* _Description of the task_
Write out each of the rows below verbatim, line by line and in the same order.

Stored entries
Begin

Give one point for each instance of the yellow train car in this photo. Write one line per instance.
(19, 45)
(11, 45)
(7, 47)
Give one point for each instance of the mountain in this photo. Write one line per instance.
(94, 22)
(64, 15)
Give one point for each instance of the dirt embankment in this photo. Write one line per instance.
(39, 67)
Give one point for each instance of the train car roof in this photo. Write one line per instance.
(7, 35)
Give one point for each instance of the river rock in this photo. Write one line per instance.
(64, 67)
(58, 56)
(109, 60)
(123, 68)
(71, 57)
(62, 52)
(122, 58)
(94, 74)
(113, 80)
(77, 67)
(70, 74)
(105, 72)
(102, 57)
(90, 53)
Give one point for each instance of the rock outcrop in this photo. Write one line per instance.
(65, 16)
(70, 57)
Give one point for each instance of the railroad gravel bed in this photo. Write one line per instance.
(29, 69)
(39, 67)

End

* _Response to the exercise_
Give one point for each instance of the yellow train car in this photo. Write one line per instance.
(19, 45)
(11, 45)
(7, 47)
Give one point for each instance of the mountain in this photo. Write one line per instance.
(94, 22)
(64, 15)
Give one point for each instance of the dirt embankment in this photo. Write one line per instance.
(39, 67)
Give one point for each instance of the train car roof in this photo. Write one line per instance.
(7, 35)
Give one point for each instance of the river rock in this photo. Write one line per instance.
(64, 67)
(58, 56)
(109, 60)
(123, 68)
(71, 57)
(62, 52)
(122, 58)
(94, 74)
(113, 80)
(77, 67)
(70, 74)
(105, 72)
(102, 57)
(90, 53)
Give one point for each instance of the rock outcrop in this photo. Write one line per instance.
(65, 16)
(70, 57)
Give one point for each instance of the railroad gravel bed in this photo. Write one line per instance.
(29, 69)
(39, 67)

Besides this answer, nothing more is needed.